*Requirement*. In this exercise, the entries below are to be transcribed exactly, line by line.

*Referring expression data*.
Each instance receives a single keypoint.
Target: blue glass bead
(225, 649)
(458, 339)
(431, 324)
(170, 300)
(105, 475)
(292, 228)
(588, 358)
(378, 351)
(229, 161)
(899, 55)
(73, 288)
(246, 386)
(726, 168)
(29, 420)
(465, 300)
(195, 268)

*Solution to the exercise*.
Each instance receives a single keypoint.
Target: blue glass bead
(225, 649)
(458, 339)
(431, 324)
(170, 300)
(105, 475)
(292, 228)
(588, 358)
(378, 351)
(229, 161)
(899, 55)
(73, 288)
(246, 386)
(726, 168)
(29, 420)
(465, 300)
(195, 268)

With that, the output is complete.